> **Exercise**: If a line includes "above", copy it out of the entries.

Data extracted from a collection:
------------

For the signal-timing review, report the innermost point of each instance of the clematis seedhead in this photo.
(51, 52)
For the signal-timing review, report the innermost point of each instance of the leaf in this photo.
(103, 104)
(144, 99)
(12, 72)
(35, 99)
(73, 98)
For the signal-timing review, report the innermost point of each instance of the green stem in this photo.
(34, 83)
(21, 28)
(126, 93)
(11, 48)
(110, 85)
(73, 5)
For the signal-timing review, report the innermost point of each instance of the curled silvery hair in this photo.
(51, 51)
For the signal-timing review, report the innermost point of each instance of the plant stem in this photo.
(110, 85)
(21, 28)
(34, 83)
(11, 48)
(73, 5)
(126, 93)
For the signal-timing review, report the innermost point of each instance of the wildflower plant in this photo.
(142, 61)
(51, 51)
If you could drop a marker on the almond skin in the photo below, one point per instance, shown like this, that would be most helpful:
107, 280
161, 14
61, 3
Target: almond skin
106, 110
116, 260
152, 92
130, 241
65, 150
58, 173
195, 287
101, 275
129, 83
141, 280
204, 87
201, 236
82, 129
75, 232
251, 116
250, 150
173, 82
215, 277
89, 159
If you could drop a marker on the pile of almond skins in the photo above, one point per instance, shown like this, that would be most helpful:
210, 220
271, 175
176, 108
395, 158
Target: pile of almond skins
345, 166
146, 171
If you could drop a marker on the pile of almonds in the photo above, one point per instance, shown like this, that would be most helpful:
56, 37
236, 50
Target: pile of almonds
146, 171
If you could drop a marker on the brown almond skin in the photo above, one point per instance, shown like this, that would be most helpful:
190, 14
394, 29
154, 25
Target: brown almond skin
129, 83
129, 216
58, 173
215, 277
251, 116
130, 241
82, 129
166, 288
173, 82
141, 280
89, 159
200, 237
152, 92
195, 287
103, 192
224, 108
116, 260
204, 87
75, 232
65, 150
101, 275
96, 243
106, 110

------------

> **Written answer**:
If you could drop a marker on the pile of almond skins in the photo above, one point per instance, shown like this, that would be most helpful:
If you could drop a marker on the pile of almonds in the photo above, one point per instance, shown like this, that would be most helpful:
If you could drop a marker on the brown almond skin in the photo above, one point per instance, shown like this, that would be most helpful:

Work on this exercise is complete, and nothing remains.